◆ **Short task 1**
Render the entries from the line containing "palm tree, the" through the line containing "(394, 1031)", both included, as a JSON list of strings with one string per line and blank lines omitted.

** start of Supplied passage **

Figure 6.2 shows a similar set of operations for the second geometry.

From the set of parallel runs that we formed, the following two subsections will explain two extremely important characteristics of the adaptivity code.

Parallel Adaptivity Performance Analysis

Benefits from medium-sized chunks

A chunk is a virtual processor. It is a set of elements that is contained in one local mesh. Each chunk is a separate partition. We recognize that it is important to have at least a reasonable number of elements on each mesh. This is important because the smaller the number of elements, the smaller the mesh and the higher the fraction of elements and nodes that will be on chunk boundaries, thus the ratio of communication to computation would be high. Besides, since most of the communication in adaptivity as we have mentioned in earlier sections is synchronous, so we waste some time over all this waiting.

Figure 6.3: 10 sets of adaptive operations on a 13k element mesh across 6 processors
Image perf-1T

Figure 6.3 presents the utilization of processors over time, when a 13k element is refined and coarsened for 5 successive times across 6 processors. The average utilization across all processors over the entire duration of the program is less than 50%. During an adaptive operation, the performance reaches around 60% and stays there, but as the operation is about to end, and as some processors run out of work, the utilization decreases.

** end of Supplied passage **

◆ **Short task 2**
For each statement below, answer yes or no according to the passage on parallel adaptivity performance, and quote the words that decide it. (a) A chunk is described as a virtual processor. (b) The average processor utilization over the whole program run is above 50%. (c) During an adaptive operation, performance reaches about 60%.

** start of Input material **

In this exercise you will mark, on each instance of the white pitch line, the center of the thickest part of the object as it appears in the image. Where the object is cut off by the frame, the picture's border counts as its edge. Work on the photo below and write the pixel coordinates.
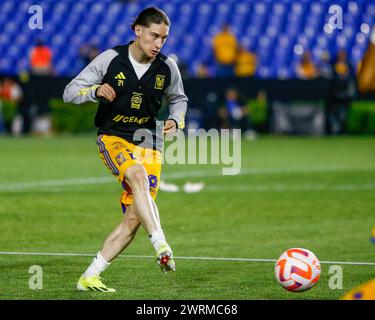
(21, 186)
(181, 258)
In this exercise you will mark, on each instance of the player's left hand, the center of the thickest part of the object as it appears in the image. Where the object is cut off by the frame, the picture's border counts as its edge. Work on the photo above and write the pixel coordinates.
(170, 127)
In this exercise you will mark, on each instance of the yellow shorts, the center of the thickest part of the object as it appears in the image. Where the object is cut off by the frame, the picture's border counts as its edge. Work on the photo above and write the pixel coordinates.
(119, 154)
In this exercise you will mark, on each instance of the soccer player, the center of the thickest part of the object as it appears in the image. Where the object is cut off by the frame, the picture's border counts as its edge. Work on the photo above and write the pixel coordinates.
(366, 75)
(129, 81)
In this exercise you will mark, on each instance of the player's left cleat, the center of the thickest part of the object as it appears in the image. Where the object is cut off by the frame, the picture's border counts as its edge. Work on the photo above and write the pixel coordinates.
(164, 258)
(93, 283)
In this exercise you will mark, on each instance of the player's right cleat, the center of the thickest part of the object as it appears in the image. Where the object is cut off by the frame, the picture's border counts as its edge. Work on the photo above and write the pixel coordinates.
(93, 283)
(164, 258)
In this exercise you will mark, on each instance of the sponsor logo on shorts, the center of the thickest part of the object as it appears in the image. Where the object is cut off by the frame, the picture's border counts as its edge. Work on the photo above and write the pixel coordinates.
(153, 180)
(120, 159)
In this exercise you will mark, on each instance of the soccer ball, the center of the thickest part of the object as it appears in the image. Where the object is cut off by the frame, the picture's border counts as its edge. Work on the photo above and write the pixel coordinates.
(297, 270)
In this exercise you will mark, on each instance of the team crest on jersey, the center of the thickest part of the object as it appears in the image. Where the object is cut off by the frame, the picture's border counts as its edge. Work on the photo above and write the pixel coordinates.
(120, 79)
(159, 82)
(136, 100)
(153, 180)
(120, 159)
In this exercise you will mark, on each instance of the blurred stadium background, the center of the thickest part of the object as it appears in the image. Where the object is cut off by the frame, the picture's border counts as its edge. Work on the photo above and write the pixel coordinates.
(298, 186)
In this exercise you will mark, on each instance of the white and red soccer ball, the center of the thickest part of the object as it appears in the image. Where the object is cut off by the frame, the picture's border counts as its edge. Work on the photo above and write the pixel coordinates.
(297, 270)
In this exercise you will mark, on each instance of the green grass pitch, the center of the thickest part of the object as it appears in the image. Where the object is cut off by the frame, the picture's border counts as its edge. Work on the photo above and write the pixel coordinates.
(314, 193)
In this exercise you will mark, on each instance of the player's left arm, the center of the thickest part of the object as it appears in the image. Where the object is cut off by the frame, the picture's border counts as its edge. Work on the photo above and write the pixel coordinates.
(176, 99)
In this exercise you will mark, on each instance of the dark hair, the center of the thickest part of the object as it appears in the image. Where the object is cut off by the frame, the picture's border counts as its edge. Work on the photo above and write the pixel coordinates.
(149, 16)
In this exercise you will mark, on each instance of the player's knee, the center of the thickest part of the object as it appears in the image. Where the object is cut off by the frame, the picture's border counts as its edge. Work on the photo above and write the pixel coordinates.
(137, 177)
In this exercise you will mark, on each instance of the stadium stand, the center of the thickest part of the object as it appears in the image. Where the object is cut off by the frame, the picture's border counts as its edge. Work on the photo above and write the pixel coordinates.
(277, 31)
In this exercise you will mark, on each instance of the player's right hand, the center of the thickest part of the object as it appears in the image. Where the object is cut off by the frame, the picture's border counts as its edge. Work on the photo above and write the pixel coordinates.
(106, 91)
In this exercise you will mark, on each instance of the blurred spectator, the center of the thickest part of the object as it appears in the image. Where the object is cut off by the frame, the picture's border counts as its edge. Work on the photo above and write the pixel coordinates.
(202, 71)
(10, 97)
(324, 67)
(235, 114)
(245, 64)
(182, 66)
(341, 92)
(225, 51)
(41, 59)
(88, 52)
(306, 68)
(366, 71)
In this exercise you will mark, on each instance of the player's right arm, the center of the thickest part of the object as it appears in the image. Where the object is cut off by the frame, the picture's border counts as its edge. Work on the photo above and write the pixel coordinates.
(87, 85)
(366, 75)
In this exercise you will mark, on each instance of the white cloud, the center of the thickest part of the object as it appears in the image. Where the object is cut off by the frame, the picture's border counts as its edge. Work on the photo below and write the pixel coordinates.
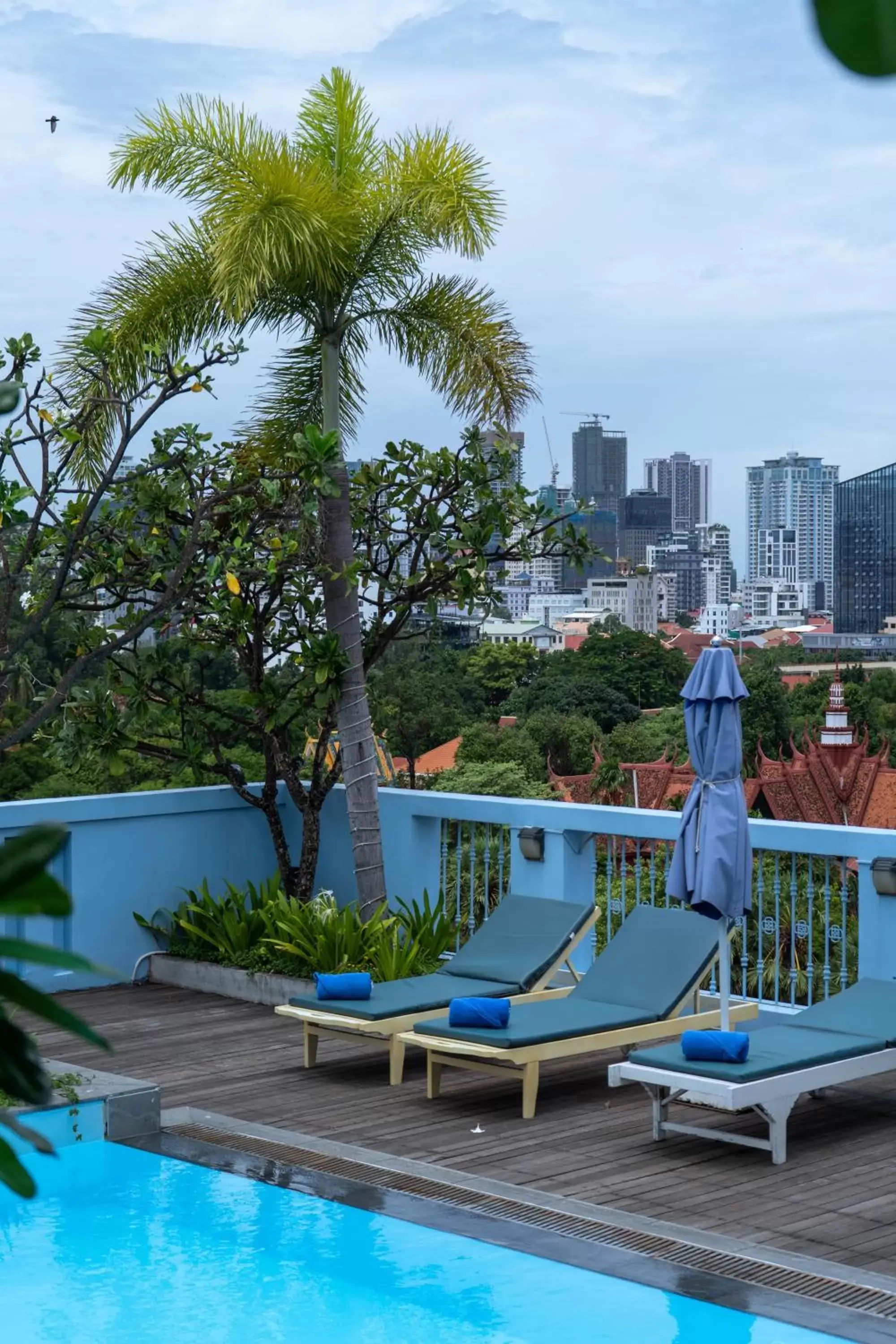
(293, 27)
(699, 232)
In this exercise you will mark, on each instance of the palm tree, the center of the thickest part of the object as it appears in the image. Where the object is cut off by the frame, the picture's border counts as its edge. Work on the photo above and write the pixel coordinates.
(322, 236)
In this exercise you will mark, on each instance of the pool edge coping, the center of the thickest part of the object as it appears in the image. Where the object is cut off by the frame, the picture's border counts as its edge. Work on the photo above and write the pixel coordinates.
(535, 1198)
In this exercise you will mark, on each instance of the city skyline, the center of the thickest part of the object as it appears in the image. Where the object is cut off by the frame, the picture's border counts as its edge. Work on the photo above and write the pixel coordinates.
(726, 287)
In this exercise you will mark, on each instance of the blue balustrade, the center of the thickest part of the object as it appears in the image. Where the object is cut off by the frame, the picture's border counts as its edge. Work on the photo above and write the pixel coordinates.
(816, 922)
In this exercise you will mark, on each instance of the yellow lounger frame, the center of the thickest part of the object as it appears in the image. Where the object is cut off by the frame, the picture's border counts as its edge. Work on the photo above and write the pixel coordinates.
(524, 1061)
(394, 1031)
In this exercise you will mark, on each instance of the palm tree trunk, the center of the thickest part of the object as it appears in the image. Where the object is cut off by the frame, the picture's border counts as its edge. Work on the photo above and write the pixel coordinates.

** end of Input material **

◆ **Full solution 1**
[
  "In this exercise you will mark, on each instance of the palm tree, the center of the thickest part of the object as it appears in the image. Where the object is cut off by the frame, the picture's border counts as its edge. Work on the photo above and write the pixel coordinates.",
  "(322, 236)",
  "In this exercise you will mark, on each instance of the pool edge coping, the center of the thickest part of the object as it appears in the image. Where the object is cut off by the frame, the picture's border counts as its edge. Work on the photo above and write the pixel coordinates.",
  "(535, 1198)",
  "In this exercise you will mark, on each instance of the city skyline, the center of the thickest part of the object as it appears in the image. Where the object is cut off by the frame, the picture's border counts as its edge. Work on the photo above and write the pixel coordinates.",
  "(726, 287)",
  "In this exercise you will mark, on each instance of the blue balustrade, the center of the thickest part of the object as it appears in the image. Where the object is cut off by the frame, the picture's border counts as its edge. Work on the photo above and write the pixel coordinates.",
  "(816, 922)",
  "In this exercise you will mark, on each instance of the yellow lounger frame, the center of the thickest part of the object as it appears in the image. Where the object is cut off by the frame, the picture's border counts as its edge. Work on the photo above and write the pixel coordinates.",
  "(524, 1061)",
  "(394, 1031)"
]

◆ **Full solution 2**
(a) Yes: "A chunk is a virtual processor."
(b) No: "The average utilization across all processors over the entire duration of the program is less than 50%."
(c) Yes: "During an adaptive operation, the performance reaches around 60% and stays there"